**The request**
Format the lines below as a JSON list of strings with one string per line, and omit any blank lines.

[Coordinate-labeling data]
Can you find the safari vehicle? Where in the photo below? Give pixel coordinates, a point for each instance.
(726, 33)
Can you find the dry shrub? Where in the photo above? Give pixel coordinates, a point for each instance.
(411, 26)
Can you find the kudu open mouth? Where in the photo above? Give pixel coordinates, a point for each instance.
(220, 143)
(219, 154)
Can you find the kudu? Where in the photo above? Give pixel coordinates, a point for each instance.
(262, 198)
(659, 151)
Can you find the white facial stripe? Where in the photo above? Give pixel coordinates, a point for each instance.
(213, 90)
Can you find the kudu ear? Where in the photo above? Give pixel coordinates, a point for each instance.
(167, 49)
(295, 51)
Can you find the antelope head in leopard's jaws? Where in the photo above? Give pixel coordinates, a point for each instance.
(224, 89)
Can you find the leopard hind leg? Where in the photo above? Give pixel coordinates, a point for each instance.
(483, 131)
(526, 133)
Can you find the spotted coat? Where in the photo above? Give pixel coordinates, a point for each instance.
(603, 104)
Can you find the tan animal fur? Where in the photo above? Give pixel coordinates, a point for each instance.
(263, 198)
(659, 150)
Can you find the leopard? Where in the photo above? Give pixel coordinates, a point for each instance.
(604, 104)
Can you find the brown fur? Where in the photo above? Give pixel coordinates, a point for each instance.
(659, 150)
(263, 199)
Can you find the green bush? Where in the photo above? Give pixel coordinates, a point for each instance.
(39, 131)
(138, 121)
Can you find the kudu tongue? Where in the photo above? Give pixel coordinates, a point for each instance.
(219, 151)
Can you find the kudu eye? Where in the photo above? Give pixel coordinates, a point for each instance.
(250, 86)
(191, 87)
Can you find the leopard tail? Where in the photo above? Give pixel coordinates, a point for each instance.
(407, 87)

**Expected answer**
[
  "Can you find the safari vehicle? Where in the photo below? Give pixel coordinates, a point for each instance.",
  "(726, 33)",
  "Can you find the dry shrub? Where in the photo above? Give pixel coordinates, a point for each instance.",
  "(411, 26)",
  "Can you find the kudu open mouth? Where in the photo above? Give pixel coordinates, a point for each instance.",
  "(220, 143)",
  "(219, 154)",
  "Can you find the kudu? Where in the photo above? Give pixel coordinates, a point for each instance.",
  "(262, 198)",
  "(659, 151)",
  "Can you find the white facial stripe? Where in the photo above? Give pixel coordinates, a point for each instance.",
  "(213, 90)",
  "Can you find the kudu ear? Where in the photo above? Give pixel coordinates, a point for each instance.",
  "(167, 49)",
  "(295, 51)",
  "Can you find the antelope head in leopard's jaws? Where in the photo above? Give pixel coordinates, a point for each instance.",
  "(224, 89)",
  "Can you find the leopard hind leg? Where in the photo above? Give pixel coordinates, a point for each instance.",
  "(483, 131)",
  "(526, 133)",
  "Can you find the spotted coat? Where in the photo above? Give pixel coordinates, a point for each instance.",
  "(603, 104)",
  "Can you find the tan animal fur? Where in the photo above? Give pixel coordinates, a point for each instance.",
  "(263, 198)",
  "(659, 150)",
  "Can you find the leopard? Where in the photo above? Give pixel coordinates, a point for each instance.",
  "(604, 104)",
  "Can you find the brown fur? Where in the photo above? Give pixel coordinates, a point for each instance.",
  "(659, 150)",
  "(263, 199)",
  "Can you find the green bush? Where in the photo above? Give pixel coordinates, a point for each instance.",
  "(39, 131)",
  "(138, 121)",
  "Can you find the kudu tongue? Where in the photo above? Give pixel coordinates, a point for each instance.",
  "(219, 151)",
  "Can you find the kudu eye? Where in the photo above? Give pixel coordinates, a point for each instance.",
  "(250, 86)",
  "(191, 87)",
  "Can you find the leopard tail? Where in the photo above? Give pixel coordinates, a point for each instance.",
  "(407, 87)"
]